• **WHAT YOU ARE ASKED TO DO**: All of the entries are to be restated word for word.

--- WORKING DATA Enclosed Below ---

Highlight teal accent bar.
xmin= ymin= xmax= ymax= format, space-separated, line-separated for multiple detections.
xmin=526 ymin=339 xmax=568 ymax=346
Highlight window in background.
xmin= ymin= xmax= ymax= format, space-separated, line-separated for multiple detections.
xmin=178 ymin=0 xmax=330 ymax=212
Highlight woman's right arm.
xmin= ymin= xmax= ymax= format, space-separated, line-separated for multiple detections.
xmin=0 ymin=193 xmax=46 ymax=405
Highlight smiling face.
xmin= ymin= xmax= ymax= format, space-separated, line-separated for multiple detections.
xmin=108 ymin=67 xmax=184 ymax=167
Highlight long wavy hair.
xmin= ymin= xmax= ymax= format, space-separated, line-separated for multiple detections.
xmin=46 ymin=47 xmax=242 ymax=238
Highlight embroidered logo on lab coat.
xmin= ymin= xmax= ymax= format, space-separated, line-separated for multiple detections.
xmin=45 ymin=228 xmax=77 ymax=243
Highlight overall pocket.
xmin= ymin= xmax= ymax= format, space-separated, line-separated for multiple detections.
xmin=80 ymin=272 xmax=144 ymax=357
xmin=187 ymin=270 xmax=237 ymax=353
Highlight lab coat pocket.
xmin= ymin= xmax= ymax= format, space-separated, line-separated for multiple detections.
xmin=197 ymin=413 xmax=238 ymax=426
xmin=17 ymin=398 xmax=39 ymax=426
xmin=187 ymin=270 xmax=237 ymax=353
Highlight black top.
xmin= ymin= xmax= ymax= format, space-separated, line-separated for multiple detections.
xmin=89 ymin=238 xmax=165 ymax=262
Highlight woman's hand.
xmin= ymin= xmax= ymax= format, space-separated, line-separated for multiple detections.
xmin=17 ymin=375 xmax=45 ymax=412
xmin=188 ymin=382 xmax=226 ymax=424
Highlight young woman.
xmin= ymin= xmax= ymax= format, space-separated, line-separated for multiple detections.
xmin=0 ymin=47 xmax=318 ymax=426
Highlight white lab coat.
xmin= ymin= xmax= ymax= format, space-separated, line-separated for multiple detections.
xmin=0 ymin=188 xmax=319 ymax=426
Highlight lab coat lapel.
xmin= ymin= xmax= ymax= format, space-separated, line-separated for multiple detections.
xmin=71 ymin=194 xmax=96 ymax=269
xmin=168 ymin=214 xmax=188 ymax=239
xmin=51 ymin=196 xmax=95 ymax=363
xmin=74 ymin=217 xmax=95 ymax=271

--- End of Enclosed WORKING DATA ---

• **EXERCISE SOLUTION**:
Highlight teal accent bar.
xmin= ymin= xmax= ymax= format, space-separated, line-separated for multiple detections.
xmin=526 ymin=339 xmax=568 ymax=346
Highlight window in background.
xmin= ymin= xmax= ymax= format, space-separated, line-separated for multiple detections.
xmin=178 ymin=0 xmax=330 ymax=212
Highlight woman's right arm.
xmin= ymin= xmax= ymax= format, space-separated, line-separated for multiple detections.
xmin=0 ymin=193 xmax=46 ymax=405
Highlight smiling face.
xmin= ymin= xmax= ymax= format, space-separated, line-separated for multiple detections.
xmin=108 ymin=67 xmax=184 ymax=167
Highlight long wavy hair.
xmin= ymin= xmax= ymax= format, space-separated, line-separated for multiple detections.
xmin=46 ymin=47 xmax=242 ymax=238
Highlight embroidered logo on lab coat.
xmin= ymin= xmax= ymax= format, space-separated, line-separated for multiple detections.
xmin=45 ymin=228 xmax=77 ymax=243
Highlight overall pocket.
xmin= ymin= xmax= ymax= format, space-separated, line-separated for multiple detections.
xmin=80 ymin=272 xmax=144 ymax=357
xmin=187 ymin=270 xmax=237 ymax=353
Highlight lab coat pocket.
xmin= ymin= xmax= ymax= format, space-separated, line-separated for multiple detections.
xmin=197 ymin=413 xmax=238 ymax=426
xmin=17 ymin=398 xmax=39 ymax=426
xmin=187 ymin=270 xmax=237 ymax=353
Highlight black top.
xmin= ymin= xmax= ymax= format, space-separated, line-separated for multiple detections.
xmin=89 ymin=238 xmax=165 ymax=262
Highlight woman's hand.
xmin= ymin= xmax= ymax= format, space-separated, line-separated for multiple detections.
xmin=17 ymin=375 xmax=45 ymax=412
xmin=188 ymin=382 xmax=226 ymax=424
Highlight young woman.
xmin= ymin= xmax= ymax= format, space-separated, line-separated for multiple detections.
xmin=0 ymin=47 xmax=318 ymax=426
Highlight white lab coat.
xmin= ymin= xmax= ymax= format, space-separated, line-separated for multiple detections.
xmin=0 ymin=188 xmax=319 ymax=426
Highlight lab coat lapel.
xmin= ymin= xmax= ymax= format, space-separated, line-separated for multiple detections.
xmin=71 ymin=194 xmax=96 ymax=269
xmin=168 ymin=214 xmax=188 ymax=239
xmin=51 ymin=196 xmax=95 ymax=363
xmin=74 ymin=217 xmax=95 ymax=271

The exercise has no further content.